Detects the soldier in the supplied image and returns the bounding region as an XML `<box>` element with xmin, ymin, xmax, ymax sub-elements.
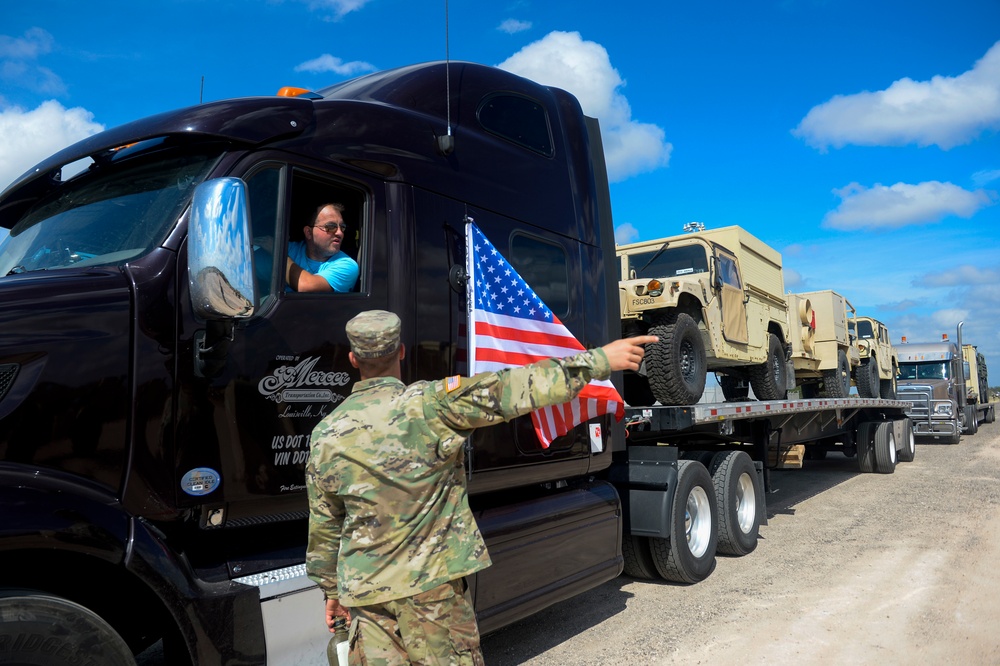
<box><xmin>306</xmin><ymin>310</ymin><xmax>657</xmax><ymax>664</ymax></box>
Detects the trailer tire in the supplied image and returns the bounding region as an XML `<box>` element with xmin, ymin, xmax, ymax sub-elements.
<box><xmin>748</xmin><ymin>333</ymin><xmax>788</xmax><ymax>400</ymax></box>
<box><xmin>0</xmin><ymin>590</ymin><xmax>136</xmax><ymax>666</ymax></box>
<box><xmin>872</xmin><ymin>421</ymin><xmax>896</xmax><ymax>474</ymax></box>
<box><xmin>854</xmin><ymin>421</ymin><xmax>879</xmax><ymax>474</ymax></box>
<box><xmin>709</xmin><ymin>451</ymin><xmax>763</xmax><ymax>556</ymax></box>
<box><xmin>877</xmin><ymin>372</ymin><xmax>896</xmax><ymax>400</ymax></box>
<box><xmin>899</xmin><ymin>419</ymin><xmax>917</xmax><ymax>462</ymax></box>
<box><xmin>622</xmin><ymin>534</ymin><xmax>659</xmax><ymax>580</ymax></box>
<box><xmin>646</xmin><ymin>312</ymin><xmax>708</xmax><ymax>405</ymax></box>
<box><xmin>854</xmin><ymin>357</ymin><xmax>881</xmax><ymax>398</ymax></box>
<box><xmin>820</xmin><ymin>349</ymin><xmax>851</xmax><ymax>398</ymax></box>
<box><xmin>649</xmin><ymin>460</ymin><xmax>719</xmax><ymax>583</ymax></box>
<box><xmin>719</xmin><ymin>375</ymin><xmax>750</xmax><ymax>402</ymax></box>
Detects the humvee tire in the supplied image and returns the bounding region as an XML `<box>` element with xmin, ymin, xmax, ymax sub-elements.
<box><xmin>646</xmin><ymin>312</ymin><xmax>708</xmax><ymax>405</ymax></box>
<box><xmin>854</xmin><ymin>357</ymin><xmax>881</xmax><ymax>398</ymax></box>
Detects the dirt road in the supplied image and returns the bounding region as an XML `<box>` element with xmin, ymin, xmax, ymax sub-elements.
<box><xmin>483</xmin><ymin>423</ymin><xmax>1000</xmax><ymax>666</ymax></box>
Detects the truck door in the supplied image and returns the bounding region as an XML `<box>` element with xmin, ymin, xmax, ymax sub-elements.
<box><xmin>174</xmin><ymin>154</ymin><xmax>393</xmax><ymax>544</ymax></box>
<box><xmin>715</xmin><ymin>247</ymin><xmax>749</xmax><ymax>344</ymax></box>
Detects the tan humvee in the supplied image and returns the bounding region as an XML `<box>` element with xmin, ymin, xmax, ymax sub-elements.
<box><xmin>617</xmin><ymin>225</ymin><xmax>789</xmax><ymax>405</ymax></box>
<box><xmin>787</xmin><ymin>289</ymin><xmax>861</xmax><ymax>398</ymax></box>
<box><xmin>852</xmin><ymin>317</ymin><xmax>899</xmax><ymax>400</ymax></box>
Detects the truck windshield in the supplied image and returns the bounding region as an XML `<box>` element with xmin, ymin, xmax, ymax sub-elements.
<box><xmin>858</xmin><ymin>319</ymin><xmax>875</xmax><ymax>340</ymax></box>
<box><xmin>628</xmin><ymin>245</ymin><xmax>708</xmax><ymax>280</ymax></box>
<box><xmin>899</xmin><ymin>361</ymin><xmax>949</xmax><ymax>379</ymax></box>
<box><xmin>0</xmin><ymin>139</ymin><xmax>221</xmax><ymax>276</ymax></box>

------------------------------------

What you should do:
Can you echo, word for word, the lines of the data starting with the line that contains "Detects the truck windshield" and going on through the last line of the data?

Solution for this exercise:
Detects the truck windshield in the supplied image and returns the bounding region as an XML `<box>` element with xmin, ymin, xmax, ymax sub-elements.
<box><xmin>858</xmin><ymin>319</ymin><xmax>875</xmax><ymax>340</ymax></box>
<box><xmin>628</xmin><ymin>245</ymin><xmax>708</xmax><ymax>280</ymax></box>
<box><xmin>899</xmin><ymin>361</ymin><xmax>949</xmax><ymax>379</ymax></box>
<box><xmin>0</xmin><ymin>139</ymin><xmax>221</xmax><ymax>276</ymax></box>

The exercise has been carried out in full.